**WHAT IS BEING ASKED:**
Select each line in the rows below that contains the string "shirt", and reproduce every such line in full.

**RECORDS PROVIDED:**
'''
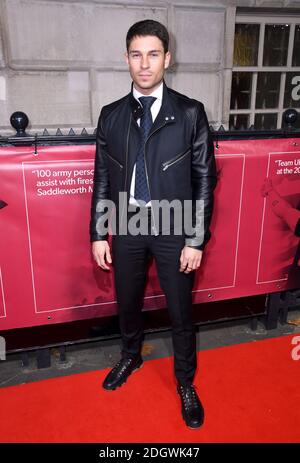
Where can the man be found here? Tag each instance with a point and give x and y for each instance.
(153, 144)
'''
'''
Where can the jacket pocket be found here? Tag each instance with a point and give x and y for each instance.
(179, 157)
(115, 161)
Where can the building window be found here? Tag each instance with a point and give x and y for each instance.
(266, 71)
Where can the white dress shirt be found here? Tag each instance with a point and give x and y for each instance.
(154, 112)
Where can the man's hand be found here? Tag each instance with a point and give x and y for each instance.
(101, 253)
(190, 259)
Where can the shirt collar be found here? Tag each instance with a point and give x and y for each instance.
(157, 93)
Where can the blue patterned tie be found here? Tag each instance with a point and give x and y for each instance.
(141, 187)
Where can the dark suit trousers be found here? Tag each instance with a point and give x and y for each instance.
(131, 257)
'''
**RESPONSE BELOW:**
Where can the white dress shirt be found here? Tag each instance with a point and give x and y for each instance.
Where can the shirt collar be found here? Tag each instance with a point and give x and y for each instance.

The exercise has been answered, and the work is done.